__Record excerpts__:
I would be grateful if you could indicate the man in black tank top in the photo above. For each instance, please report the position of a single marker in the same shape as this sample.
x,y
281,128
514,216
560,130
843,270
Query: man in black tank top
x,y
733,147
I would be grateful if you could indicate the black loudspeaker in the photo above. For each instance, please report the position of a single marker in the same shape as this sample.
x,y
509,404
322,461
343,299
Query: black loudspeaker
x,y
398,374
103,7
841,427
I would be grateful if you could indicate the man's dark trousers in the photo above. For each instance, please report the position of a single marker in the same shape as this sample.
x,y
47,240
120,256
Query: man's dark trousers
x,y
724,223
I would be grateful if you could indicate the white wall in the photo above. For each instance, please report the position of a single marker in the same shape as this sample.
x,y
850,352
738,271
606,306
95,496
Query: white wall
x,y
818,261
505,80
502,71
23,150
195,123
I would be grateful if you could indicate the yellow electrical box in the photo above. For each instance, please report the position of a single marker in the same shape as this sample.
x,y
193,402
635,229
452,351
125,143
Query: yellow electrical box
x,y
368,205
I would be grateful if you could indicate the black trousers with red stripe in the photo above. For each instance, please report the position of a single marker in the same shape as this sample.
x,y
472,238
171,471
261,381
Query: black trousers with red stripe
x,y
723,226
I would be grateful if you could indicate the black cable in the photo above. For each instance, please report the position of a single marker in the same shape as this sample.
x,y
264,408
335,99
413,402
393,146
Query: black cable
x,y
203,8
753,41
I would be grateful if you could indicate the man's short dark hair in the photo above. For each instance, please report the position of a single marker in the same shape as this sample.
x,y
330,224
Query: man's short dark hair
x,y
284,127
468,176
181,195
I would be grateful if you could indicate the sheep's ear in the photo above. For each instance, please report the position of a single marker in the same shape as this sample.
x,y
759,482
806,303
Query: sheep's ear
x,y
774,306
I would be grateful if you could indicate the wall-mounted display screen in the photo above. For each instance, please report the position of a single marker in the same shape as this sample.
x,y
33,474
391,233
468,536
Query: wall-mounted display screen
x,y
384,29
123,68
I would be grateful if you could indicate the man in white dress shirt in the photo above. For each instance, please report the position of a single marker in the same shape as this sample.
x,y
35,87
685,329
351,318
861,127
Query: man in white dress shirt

...

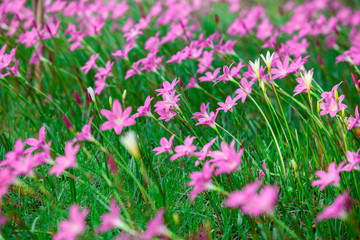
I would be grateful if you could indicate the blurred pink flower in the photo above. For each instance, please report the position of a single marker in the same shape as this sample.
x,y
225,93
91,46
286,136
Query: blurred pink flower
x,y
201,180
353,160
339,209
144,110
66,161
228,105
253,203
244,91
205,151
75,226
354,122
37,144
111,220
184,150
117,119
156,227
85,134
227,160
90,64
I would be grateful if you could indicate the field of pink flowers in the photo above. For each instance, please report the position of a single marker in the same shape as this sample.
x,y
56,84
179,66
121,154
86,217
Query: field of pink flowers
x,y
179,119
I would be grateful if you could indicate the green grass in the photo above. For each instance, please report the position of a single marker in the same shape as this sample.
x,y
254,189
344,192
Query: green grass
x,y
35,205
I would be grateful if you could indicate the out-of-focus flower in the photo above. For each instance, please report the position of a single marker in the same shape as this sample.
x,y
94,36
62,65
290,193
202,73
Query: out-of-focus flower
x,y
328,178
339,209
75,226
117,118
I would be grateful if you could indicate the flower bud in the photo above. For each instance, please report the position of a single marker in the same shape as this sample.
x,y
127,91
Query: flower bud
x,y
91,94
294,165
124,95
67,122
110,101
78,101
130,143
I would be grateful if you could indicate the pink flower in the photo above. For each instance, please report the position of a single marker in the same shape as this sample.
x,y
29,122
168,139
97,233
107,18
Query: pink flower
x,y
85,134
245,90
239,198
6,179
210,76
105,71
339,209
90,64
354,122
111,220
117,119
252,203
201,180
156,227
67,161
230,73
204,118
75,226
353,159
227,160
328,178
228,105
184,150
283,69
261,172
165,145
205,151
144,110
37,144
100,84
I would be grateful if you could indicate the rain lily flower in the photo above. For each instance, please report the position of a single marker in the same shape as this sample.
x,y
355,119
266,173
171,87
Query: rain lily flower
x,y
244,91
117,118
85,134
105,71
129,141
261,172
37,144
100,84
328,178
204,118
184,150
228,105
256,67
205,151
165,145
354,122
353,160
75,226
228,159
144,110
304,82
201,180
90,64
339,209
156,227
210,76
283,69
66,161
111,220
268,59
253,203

__Assignment__: Go through the listing above and copy each line in which the string "dress" is found.

__Task answer__:
I would be grateful if you could indicate the man in white dress shirt in the photo above. For each instance, please report the position of a single marker in the same shape as this sample.
Query: man in white dress shirt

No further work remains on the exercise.